>>>>>

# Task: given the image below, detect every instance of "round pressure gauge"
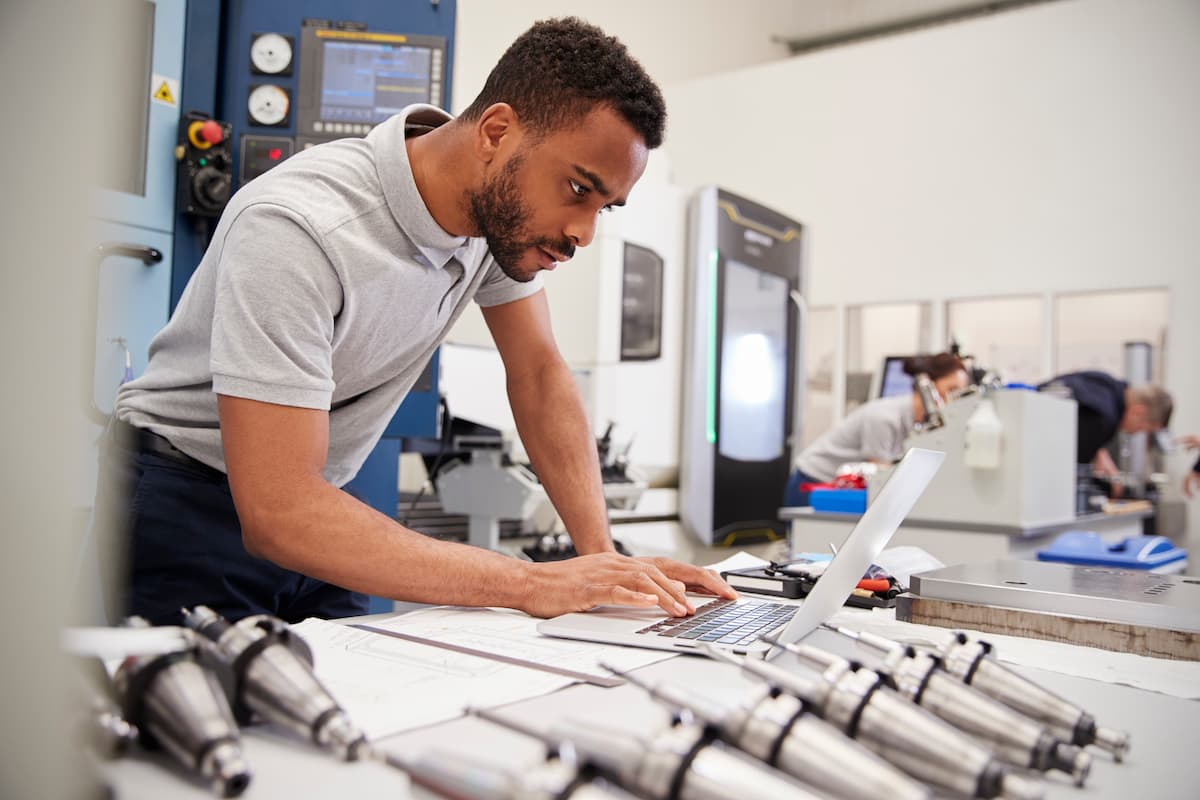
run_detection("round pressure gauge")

<<<<<
>>>>>

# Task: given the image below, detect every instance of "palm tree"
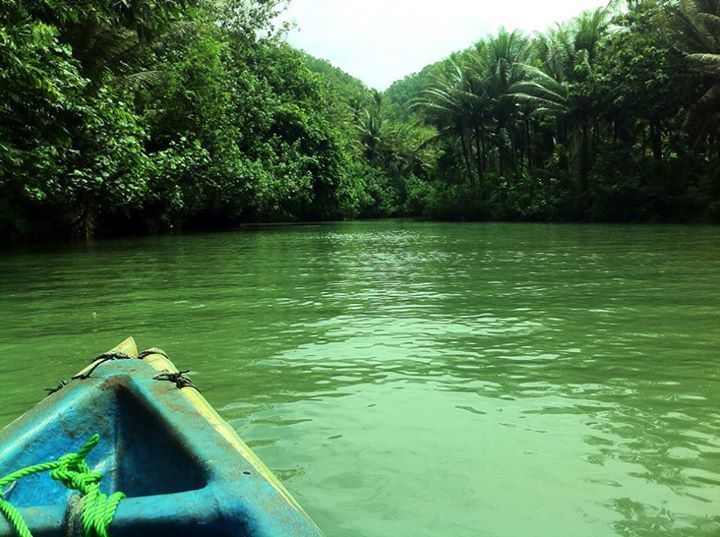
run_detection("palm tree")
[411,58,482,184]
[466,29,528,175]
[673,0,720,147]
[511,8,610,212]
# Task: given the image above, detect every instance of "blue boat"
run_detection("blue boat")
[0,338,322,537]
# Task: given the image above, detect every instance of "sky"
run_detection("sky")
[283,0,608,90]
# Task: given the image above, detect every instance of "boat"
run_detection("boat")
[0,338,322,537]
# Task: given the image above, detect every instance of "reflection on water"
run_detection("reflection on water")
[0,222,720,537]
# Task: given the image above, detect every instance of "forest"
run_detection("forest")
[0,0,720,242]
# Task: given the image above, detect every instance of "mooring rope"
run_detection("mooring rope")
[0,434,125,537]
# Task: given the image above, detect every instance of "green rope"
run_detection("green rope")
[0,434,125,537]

<<<<<

== Task requirements ==
Which lines in the entries above contain the string "rope"? Copy each of those lines in full.

== Completed exercise ==
# Task: given the image above, detect every instance of "mooring rope"
run_detection("mooring rope")
# Task: given the image above, detect every instance of "green rope"
run_detection("green rope")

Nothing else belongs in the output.